What the exercise asks:
From the line with "fence rail? Mark that spot." through the final line of the entries below, write out each line exactly and nothing else.

Entries provided:
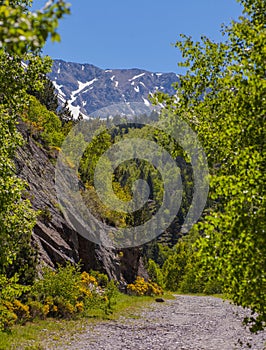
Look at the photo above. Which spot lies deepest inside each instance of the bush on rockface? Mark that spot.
(65, 293)
(11, 309)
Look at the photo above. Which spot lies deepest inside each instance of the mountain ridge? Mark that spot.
(87, 88)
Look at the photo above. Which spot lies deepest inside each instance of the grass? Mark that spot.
(40, 334)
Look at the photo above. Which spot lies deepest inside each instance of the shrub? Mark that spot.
(10, 307)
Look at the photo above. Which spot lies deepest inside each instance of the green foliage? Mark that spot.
(22, 35)
(155, 273)
(43, 123)
(222, 97)
(174, 267)
(67, 292)
(141, 287)
(10, 291)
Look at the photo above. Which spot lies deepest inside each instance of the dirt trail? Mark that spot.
(186, 323)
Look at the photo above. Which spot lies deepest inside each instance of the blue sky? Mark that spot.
(136, 34)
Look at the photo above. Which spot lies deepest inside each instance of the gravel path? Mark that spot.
(186, 323)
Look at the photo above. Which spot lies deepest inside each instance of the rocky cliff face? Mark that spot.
(57, 242)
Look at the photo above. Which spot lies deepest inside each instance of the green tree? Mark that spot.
(22, 35)
(222, 96)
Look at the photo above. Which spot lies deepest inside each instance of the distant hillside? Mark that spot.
(88, 88)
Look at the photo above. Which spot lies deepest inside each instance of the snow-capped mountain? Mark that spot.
(87, 88)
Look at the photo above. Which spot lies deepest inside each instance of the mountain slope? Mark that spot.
(88, 88)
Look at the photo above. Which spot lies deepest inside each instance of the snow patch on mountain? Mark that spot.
(137, 76)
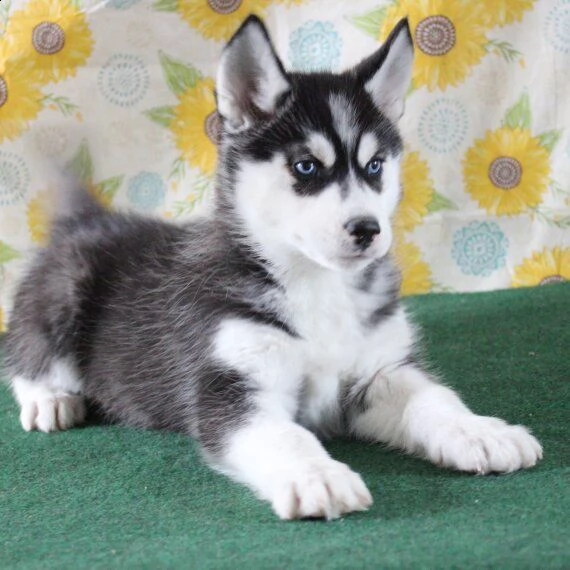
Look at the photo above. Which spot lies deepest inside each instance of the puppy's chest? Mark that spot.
(328, 316)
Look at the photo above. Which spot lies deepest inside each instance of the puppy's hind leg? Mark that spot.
(52, 401)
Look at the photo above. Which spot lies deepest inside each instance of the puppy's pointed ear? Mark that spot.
(387, 73)
(251, 80)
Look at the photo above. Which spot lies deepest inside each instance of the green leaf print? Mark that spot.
(107, 188)
(504, 49)
(549, 139)
(371, 22)
(63, 104)
(161, 115)
(7, 253)
(81, 164)
(166, 5)
(440, 202)
(179, 76)
(519, 115)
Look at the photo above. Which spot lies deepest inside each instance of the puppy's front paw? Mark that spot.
(45, 410)
(482, 445)
(321, 489)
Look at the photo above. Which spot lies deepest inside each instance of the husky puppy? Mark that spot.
(270, 324)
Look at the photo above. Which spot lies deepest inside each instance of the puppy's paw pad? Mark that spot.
(484, 445)
(326, 489)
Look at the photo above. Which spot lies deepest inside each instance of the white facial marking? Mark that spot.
(367, 148)
(344, 119)
(322, 149)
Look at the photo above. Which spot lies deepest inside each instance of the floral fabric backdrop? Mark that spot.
(121, 92)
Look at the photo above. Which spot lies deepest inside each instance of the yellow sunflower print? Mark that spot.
(53, 35)
(219, 19)
(38, 213)
(195, 126)
(544, 267)
(507, 171)
(20, 97)
(416, 274)
(502, 12)
(449, 38)
(418, 192)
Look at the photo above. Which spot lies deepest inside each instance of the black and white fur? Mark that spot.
(272, 322)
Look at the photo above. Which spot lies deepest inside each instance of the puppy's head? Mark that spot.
(309, 162)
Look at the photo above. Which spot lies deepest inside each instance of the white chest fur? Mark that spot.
(333, 346)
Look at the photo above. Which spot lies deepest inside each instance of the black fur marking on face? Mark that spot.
(307, 111)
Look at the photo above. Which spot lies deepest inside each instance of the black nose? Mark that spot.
(363, 230)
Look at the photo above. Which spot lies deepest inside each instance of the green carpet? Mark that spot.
(108, 497)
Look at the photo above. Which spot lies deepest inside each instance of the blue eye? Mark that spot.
(374, 167)
(306, 167)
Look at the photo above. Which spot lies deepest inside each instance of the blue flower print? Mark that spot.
(315, 45)
(14, 178)
(146, 190)
(479, 248)
(557, 26)
(123, 80)
(122, 4)
(443, 125)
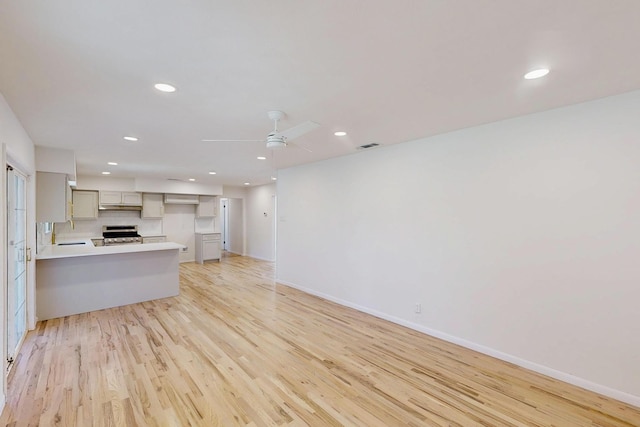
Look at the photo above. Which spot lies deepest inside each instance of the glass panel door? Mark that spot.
(16, 263)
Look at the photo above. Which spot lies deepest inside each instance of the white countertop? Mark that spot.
(88, 249)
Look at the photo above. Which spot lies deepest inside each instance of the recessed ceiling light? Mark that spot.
(164, 87)
(536, 74)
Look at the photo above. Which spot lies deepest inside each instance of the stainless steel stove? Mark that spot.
(120, 235)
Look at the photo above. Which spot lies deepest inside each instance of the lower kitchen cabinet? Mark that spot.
(207, 247)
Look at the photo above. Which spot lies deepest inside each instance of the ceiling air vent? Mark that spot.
(365, 146)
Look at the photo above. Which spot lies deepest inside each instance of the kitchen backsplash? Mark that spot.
(93, 228)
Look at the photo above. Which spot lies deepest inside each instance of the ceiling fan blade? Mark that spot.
(299, 130)
(232, 140)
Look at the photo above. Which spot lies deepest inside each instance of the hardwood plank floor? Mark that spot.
(236, 349)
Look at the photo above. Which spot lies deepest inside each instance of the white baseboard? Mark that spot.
(260, 258)
(532, 366)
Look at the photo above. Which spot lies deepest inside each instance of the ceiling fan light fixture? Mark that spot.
(536, 74)
(165, 87)
(275, 142)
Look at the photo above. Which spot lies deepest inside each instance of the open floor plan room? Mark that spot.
(237, 349)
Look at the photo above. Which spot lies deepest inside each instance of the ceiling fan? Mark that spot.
(276, 138)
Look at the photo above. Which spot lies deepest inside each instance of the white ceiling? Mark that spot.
(79, 74)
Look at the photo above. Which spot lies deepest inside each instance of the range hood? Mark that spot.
(119, 208)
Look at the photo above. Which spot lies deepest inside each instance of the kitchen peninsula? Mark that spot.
(77, 277)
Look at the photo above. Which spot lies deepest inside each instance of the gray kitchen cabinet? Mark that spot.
(152, 205)
(53, 197)
(85, 204)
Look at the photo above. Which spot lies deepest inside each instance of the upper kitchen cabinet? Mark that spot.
(85, 204)
(152, 205)
(208, 207)
(120, 198)
(53, 197)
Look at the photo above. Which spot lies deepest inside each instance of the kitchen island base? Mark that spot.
(74, 285)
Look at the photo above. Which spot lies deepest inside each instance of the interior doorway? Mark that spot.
(16, 228)
(232, 225)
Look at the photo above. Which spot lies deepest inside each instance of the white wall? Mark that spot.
(519, 238)
(20, 153)
(260, 210)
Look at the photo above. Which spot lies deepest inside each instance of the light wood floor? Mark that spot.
(235, 349)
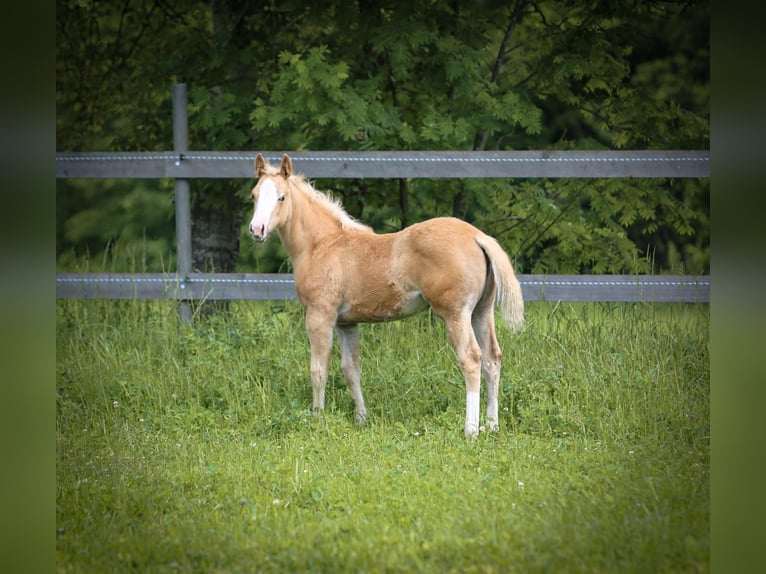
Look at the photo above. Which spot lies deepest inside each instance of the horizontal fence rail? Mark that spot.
(404, 164)
(248, 286)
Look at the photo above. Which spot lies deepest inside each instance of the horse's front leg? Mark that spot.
(319, 330)
(348, 338)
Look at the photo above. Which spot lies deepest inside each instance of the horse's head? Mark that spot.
(270, 196)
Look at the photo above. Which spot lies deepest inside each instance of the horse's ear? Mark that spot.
(260, 165)
(286, 168)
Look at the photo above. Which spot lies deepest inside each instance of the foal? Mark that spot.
(346, 274)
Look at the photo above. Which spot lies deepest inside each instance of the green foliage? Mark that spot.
(441, 75)
(194, 450)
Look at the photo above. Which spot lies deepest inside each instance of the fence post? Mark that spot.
(183, 201)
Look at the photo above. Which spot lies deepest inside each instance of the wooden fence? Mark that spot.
(181, 165)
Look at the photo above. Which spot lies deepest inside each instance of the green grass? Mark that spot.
(193, 450)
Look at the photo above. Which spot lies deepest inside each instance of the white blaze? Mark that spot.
(267, 201)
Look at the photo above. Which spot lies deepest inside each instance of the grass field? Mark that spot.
(193, 450)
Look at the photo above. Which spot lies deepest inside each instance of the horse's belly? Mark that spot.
(377, 308)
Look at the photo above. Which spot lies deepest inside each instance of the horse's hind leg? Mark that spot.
(466, 347)
(348, 339)
(483, 322)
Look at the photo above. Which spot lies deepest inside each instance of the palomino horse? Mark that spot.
(346, 274)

Response:
Look at the photo above. Which spot lies deepest inside each instance of the horizontal fence rail? Mark that spot.
(404, 164)
(248, 286)
Look at the photo above. Which spot lies deepest inside each instance of the horse's front leg? Mark that spot.
(319, 330)
(348, 338)
Look at the photo above. Which spot lies deepest inside each instance of the horse's head? Mark that spot.
(270, 196)
Look at the photo above. Which spot lies deepest inside each instance of the horse's ear? Mark that spot.
(260, 165)
(286, 168)
Look at the photo above. Which spot lies deepest inside each instance of the foal? Mark that spot.
(346, 274)
Look at the photo above. Which spot lies deepest inside each instance of the green foliage? Mark that spot.
(441, 75)
(194, 450)
Look at the photo above. Which spot lies deepest inside each instance of the fence post? Mark that spot.
(183, 201)
Look at the photo above. Which spot lies deepest inside each instance of the wooden fence? Mark that spot.
(181, 165)
Look at the photo above. Which spot lies deepest inside each instance of the green grass? Mark that spot.
(193, 450)
Look at the photo above. Which spot lies deepest inside each instance of the white blaze? Mark that spot.
(267, 201)
Look at the photo above. Which spot lies deepest inside each instance of the grass field? Mark that spot.
(193, 450)
Look at the photo above. Which spot lies deepest inside each instance of the horse's belly? Mark that spot.
(377, 308)
Look at the photo above. Which spot lies deepest inside each instance of the horse's hind leg? Mark that spot.
(466, 347)
(348, 339)
(483, 322)
Look at the photo above. Which spot lies deepest inside each instance of the palomino horse? Mark that spot.
(346, 274)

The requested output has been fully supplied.